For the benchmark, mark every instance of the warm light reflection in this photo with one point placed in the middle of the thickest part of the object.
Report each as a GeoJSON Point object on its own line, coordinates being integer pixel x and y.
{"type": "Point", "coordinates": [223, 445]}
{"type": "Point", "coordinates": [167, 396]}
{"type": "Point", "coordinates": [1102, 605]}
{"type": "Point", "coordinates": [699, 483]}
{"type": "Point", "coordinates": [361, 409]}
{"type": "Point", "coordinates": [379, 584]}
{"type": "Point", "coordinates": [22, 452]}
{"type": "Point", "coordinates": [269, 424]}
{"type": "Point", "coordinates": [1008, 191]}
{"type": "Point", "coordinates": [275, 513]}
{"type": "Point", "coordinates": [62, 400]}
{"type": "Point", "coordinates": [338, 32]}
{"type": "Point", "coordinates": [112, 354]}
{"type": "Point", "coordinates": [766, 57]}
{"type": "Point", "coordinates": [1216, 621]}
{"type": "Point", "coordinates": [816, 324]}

# [WHAT YOU NEED TO DO]
Copy the records above word for word, every line in its original order and form.

# [ANSWER TO THIS EXERCISE]
For the benchmark, mark every instance of the warm light reflection in this photo with one point placed in the middle of the thickest part of the object.
Report each as a GeoJSON Point object on its own line, coordinates being integer pixel x and y.
{"type": "Point", "coordinates": [223, 445]}
{"type": "Point", "coordinates": [167, 396]}
{"type": "Point", "coordinates": [1102, 605]}
{"type": "Point", "coordinates": [699, 483]}
{"type": "Point", "coordinates": [361, 409]}
{"type": "Point", "coordinates": [379, 584]}
{"type": "Point", "coordinates": [22, 452]}
{"type": "Point", "coordinates": [269, 424]}
{"type": "Point", "coordinates": [1008, 191]}
{"type": "Point", "coordinates": [275, 513]}
{"type": "Point", "coordinates": [62, 400]}
{"type": "Point", "coordinates": [338, 32]}
{"type": "Point", "coordinates": [112, 354]}
{"type": "Point", "coordinates": [766, 57]}
{"type": "Point", "coordinates": [1216, 621]}
{"type": "Point", "coordinates": [816, 324]}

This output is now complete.